Procédure devant la Cour :
Par une requête et deux mémoires, enregistrés les 15 septembre 2017, 22 février et 9 mars 2018, sous le n° 17MA03923, M. A..., représenté par Me B..., demande à la Cour :
1°) d'annuler le jugement du tribunal administratif de Marseille du 7 août 2017 ;
2°) d'annuler l'arrêté préfectoral du 4 août 2017 ;
3°) d'enjoindre au préfet des Bouches-du-Rhône de lui délivrer une attestation de demande d'asile en procédure normale et de réexaminer sa demande d'asile, sous astreinte de 200 euros par jour de retard ;
4°) de l'admettre au bénéfice de l'aide juridictionnelle provisoire ;
5°) de mettre à la charge de l'Etat la somme de 1 200 euros au titre de l'article L. 761-1 du code de justice administrative et de l'article 37 de la loi du 10 juillet 1991, son conseil s'engageant en ce cas à renoncer à percevoir la part contributive de l'Etat au titre de l'aide juridictionnelle.

LISTE DES DONNÉES
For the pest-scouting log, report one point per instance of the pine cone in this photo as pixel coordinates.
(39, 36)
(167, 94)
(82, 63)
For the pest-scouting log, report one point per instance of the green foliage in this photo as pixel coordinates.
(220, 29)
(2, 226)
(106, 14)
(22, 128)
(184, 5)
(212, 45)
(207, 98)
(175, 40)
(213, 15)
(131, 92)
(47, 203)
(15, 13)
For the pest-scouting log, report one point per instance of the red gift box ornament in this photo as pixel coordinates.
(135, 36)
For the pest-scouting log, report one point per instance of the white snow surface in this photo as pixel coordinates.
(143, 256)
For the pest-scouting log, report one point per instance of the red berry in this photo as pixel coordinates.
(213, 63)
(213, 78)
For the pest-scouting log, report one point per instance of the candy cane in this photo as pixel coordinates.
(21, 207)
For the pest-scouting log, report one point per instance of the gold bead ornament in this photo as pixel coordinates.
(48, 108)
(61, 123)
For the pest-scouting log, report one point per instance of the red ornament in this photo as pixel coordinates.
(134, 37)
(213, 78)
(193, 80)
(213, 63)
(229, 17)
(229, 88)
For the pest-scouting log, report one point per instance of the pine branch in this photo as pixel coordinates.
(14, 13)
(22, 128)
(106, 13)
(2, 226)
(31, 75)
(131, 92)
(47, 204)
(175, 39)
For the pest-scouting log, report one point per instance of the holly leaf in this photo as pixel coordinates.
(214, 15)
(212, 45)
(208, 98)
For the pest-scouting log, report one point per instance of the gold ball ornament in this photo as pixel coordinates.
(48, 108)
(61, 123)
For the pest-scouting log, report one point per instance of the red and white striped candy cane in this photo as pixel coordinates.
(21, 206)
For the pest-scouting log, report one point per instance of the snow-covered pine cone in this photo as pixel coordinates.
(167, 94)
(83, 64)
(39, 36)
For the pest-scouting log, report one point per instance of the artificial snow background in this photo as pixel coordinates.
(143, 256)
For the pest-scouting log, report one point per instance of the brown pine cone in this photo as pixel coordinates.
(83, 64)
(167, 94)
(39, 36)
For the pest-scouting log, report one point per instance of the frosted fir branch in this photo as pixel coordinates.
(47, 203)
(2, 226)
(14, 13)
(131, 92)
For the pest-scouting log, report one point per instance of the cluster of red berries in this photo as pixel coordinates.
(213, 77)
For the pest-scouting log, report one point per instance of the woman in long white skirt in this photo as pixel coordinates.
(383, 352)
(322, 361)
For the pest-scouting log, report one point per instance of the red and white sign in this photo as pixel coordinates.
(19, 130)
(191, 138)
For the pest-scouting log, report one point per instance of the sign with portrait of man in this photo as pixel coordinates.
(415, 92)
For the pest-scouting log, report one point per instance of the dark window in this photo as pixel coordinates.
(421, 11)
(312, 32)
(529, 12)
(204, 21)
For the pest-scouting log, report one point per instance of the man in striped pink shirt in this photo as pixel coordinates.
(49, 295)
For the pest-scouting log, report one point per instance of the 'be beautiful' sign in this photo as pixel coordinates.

CONSIGNE
Pouvez-vous recopier le passage du texte fourni qui commence aux mots "Procédure devant la" et s'arrête après "de l'aide juridictionnelle.", en remplaçant "Marseille" par "Toulon" ? Ces enregistrements proviennent d'une autre source.

RÉPONSE CI-DESSOUS
Procédure devant la Cour :
Par une requête et deux mémoires, enregistrés les 15 septembre 2017, 22 février et 9 mars 2018, sous le n° 17MA03923, M. A..., représenté par Me B..., demande à la Cour :
1°) d'annuler le jugement du tribunal administratif de Toulon du 7 août 2017 ;
2°) d'annuler l'arrêté préfectoral du 4 août 2017 ;
3°) d'enjoindre au préfet des Bouches-du-Rhône de lui délivrer une attestation de demande d'asile en procédure normale et de réexaminer sa demande d'asile, sous astreinte de 200 euros par jour de retard ;
4°) de l'admettre au bénéfice de l'aide juridictionnelle provisoire ;
5°) de mettre à la charge de l'Etat la somme de 1 200 euros au titre de l'article L. 761-1 du code de justice administrative et de l'article 37 de la loi du 10 juillet 1991, son conseil s'engageant en ce cas à renoncer à percevoir la part contributive de l'Etat au titre de l'aide juridictionnelle.